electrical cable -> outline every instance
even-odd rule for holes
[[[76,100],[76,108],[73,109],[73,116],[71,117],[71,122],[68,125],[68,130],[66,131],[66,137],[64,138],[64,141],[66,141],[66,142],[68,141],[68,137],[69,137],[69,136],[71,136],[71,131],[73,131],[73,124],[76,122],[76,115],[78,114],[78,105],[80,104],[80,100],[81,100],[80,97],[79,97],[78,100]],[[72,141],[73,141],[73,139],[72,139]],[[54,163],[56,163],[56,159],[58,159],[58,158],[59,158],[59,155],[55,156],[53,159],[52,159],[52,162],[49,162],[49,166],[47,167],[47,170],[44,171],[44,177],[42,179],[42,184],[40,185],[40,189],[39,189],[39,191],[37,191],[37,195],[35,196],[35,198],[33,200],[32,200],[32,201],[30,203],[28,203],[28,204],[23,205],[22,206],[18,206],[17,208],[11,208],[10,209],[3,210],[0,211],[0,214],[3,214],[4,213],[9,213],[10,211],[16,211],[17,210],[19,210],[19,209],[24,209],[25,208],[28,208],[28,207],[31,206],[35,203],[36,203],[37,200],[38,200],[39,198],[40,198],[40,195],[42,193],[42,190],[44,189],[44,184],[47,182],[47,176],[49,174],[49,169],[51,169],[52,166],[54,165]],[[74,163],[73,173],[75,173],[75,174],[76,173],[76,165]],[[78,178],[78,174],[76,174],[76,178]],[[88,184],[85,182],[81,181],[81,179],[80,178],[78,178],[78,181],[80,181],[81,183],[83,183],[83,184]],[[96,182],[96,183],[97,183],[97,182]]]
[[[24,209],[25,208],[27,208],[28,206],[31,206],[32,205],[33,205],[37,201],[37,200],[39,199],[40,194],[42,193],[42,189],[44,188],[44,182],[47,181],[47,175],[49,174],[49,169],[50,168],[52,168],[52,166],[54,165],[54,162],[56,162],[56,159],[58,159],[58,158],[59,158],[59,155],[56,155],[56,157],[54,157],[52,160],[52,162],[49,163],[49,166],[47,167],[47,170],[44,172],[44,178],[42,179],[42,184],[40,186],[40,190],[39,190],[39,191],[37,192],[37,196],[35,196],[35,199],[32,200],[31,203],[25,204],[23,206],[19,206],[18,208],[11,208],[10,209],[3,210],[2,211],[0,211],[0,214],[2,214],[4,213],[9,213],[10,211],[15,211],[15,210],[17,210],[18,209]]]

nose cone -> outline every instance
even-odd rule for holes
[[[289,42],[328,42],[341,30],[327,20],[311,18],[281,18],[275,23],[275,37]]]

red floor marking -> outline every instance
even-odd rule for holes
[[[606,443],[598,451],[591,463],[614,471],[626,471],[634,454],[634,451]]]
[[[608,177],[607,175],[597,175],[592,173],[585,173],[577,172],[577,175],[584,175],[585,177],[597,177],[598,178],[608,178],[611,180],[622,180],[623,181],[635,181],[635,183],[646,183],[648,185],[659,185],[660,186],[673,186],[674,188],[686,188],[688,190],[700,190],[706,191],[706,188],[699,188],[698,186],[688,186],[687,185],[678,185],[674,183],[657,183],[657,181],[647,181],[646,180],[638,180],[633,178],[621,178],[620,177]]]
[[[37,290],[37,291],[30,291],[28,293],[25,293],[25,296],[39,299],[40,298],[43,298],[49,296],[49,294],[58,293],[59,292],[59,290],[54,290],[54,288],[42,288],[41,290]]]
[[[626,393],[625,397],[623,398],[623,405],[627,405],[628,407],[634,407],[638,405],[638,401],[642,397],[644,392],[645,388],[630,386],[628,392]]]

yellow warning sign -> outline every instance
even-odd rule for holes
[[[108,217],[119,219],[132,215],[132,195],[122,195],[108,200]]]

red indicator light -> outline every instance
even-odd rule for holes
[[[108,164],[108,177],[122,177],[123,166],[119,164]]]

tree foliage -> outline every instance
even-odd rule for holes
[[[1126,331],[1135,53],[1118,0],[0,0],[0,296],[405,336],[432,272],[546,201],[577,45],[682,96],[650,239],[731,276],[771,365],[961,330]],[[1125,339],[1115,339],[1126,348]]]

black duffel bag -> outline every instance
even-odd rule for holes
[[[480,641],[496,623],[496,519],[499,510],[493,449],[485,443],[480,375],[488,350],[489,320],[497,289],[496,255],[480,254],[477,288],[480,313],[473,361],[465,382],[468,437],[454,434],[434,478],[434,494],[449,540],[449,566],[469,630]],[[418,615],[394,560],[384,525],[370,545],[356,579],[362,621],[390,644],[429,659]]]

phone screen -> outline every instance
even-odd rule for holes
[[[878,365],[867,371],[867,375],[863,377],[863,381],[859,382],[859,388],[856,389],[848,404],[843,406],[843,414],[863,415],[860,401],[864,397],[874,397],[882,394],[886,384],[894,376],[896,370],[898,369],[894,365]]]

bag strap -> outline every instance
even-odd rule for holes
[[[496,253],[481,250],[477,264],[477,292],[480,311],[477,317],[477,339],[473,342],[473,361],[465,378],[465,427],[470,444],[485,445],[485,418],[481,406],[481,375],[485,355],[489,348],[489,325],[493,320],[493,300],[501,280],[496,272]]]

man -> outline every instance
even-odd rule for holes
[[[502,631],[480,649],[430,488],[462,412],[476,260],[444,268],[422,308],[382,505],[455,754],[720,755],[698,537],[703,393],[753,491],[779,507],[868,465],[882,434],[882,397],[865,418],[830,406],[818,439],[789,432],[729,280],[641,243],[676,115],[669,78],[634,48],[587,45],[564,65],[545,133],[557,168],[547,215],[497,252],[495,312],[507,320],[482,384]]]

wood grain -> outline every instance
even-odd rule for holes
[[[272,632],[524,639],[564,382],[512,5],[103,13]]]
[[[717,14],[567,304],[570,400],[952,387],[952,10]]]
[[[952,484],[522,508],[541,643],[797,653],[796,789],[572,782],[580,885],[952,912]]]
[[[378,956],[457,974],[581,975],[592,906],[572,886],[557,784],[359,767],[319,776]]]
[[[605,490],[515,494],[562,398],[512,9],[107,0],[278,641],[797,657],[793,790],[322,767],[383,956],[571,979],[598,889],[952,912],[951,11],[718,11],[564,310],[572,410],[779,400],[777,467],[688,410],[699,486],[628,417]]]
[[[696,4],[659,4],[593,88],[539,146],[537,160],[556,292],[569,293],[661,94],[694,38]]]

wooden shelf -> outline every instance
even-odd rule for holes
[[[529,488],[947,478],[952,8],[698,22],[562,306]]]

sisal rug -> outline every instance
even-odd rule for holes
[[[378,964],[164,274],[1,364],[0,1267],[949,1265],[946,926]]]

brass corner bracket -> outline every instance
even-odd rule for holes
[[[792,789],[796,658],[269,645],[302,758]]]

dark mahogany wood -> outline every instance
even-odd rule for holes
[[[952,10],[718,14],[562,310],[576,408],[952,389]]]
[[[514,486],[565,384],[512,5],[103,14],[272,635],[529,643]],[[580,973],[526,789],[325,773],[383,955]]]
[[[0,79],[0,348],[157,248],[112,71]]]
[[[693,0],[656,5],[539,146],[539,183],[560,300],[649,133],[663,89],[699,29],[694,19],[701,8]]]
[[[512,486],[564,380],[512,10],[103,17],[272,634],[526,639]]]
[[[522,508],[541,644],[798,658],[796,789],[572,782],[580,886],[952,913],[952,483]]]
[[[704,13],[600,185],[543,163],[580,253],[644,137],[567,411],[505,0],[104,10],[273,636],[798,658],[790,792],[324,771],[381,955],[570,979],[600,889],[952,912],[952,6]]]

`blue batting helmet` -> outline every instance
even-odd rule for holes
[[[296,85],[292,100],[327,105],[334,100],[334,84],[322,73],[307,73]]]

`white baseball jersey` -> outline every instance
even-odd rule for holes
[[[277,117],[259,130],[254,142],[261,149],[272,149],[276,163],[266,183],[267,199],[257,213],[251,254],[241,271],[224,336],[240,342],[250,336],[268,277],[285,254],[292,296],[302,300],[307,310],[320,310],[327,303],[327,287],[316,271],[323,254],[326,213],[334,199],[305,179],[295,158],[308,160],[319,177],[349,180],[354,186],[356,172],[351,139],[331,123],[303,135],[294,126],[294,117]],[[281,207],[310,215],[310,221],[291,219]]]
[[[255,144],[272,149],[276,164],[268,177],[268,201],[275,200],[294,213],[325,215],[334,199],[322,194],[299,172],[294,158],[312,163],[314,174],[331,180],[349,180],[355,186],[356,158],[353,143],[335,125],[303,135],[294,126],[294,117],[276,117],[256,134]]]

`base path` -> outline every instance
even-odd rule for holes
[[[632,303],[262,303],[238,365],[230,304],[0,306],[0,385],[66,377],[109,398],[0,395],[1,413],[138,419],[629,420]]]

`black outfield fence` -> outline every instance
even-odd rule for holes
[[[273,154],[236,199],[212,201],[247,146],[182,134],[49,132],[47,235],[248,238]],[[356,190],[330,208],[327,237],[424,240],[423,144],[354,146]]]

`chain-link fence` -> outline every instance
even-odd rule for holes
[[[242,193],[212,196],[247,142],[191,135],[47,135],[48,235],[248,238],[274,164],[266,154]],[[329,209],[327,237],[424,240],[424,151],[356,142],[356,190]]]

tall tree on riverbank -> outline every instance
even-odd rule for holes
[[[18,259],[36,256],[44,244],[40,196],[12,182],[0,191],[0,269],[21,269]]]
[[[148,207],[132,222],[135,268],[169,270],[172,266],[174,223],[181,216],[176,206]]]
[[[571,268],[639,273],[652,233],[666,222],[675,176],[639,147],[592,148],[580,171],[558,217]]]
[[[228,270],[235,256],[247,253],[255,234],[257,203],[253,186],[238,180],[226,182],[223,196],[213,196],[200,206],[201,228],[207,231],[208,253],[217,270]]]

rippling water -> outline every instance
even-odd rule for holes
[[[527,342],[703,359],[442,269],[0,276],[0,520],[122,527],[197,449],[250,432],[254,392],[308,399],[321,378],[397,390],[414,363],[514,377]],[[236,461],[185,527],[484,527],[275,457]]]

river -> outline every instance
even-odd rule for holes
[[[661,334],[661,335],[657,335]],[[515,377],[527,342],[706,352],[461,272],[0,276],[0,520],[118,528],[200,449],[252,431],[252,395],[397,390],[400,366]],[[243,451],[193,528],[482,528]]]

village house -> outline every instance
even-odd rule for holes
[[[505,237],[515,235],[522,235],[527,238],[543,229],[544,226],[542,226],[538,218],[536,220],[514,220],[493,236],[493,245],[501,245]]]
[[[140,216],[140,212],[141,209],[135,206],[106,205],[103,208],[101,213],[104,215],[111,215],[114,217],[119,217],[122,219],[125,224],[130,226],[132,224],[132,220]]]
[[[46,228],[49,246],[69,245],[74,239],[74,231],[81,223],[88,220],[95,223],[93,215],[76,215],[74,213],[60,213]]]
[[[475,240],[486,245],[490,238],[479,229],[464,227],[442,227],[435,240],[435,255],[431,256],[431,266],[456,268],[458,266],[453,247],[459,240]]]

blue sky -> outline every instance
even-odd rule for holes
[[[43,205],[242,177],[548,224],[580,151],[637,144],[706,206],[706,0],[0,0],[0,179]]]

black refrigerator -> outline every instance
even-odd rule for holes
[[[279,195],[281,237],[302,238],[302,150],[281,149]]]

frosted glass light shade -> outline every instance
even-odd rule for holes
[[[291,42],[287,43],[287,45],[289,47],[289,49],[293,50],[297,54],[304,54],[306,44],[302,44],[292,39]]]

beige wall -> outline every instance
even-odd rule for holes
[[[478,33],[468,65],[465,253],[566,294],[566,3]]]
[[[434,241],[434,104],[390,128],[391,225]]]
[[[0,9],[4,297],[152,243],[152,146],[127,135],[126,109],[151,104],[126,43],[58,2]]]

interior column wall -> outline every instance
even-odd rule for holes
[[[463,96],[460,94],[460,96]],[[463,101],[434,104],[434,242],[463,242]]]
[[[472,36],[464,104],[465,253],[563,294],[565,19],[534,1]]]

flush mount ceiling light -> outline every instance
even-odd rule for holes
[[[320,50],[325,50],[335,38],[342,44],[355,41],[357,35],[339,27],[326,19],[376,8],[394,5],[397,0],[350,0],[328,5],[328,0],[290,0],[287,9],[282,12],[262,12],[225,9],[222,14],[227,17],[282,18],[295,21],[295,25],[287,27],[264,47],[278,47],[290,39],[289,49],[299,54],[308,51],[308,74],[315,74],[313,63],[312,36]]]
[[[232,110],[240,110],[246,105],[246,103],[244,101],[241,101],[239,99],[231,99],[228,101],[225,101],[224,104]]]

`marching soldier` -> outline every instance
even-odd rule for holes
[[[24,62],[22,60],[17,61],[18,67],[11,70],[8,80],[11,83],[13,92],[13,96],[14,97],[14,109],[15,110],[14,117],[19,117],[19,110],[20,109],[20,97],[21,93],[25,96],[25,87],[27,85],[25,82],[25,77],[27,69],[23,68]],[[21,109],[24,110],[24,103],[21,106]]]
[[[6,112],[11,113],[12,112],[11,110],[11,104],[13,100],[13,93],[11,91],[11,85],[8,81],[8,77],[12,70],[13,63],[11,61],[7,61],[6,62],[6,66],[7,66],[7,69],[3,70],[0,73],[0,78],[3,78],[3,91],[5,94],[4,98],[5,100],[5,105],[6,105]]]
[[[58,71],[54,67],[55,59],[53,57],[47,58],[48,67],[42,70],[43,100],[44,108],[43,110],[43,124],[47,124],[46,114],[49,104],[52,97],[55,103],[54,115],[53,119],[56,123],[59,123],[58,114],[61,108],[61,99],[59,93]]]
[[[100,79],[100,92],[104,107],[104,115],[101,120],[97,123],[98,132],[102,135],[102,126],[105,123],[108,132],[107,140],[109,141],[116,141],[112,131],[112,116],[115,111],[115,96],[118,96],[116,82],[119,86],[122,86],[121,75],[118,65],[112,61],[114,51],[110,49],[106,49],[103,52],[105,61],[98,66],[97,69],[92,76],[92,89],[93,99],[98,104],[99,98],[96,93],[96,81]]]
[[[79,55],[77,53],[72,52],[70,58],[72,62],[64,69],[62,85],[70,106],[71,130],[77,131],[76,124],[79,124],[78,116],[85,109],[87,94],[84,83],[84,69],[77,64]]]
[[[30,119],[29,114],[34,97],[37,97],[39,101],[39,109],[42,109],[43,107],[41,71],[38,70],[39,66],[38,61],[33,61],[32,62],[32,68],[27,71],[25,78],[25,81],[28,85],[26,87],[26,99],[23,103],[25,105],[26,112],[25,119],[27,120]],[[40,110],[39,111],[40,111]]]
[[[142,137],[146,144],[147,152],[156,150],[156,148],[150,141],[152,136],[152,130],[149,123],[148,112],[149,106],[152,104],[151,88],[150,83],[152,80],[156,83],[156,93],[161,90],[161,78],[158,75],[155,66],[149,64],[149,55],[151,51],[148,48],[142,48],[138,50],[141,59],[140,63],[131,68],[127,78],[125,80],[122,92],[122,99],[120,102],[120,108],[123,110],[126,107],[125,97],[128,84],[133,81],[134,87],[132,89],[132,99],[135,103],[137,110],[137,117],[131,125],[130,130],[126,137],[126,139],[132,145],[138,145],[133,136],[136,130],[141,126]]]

What to work on
Starting with the line with "wooden shelf -> outline every instance" and going on through the line with "[[[792,789],[796,658],[269,645],[302,758]]]", give those lines as a numbered list, leaving out any blank lines.

Written solution
1. wooden shelf -> outline every instance
2. even-odd rule for holes
3. [[[529,488],[947,478],[952,8],[698,22],[562,306]]]
4. sisal rug -> outline every instance
5. even-odd rule for holes
6. [[[378,964],[164,274],[1,364],[0,1267],[949,1265],[946,926]]]
7. brass corner bracket -> outline every instance
8. even-odd rule for holes
9. [[[792,789],[796,658],[269,645],[302,758]]]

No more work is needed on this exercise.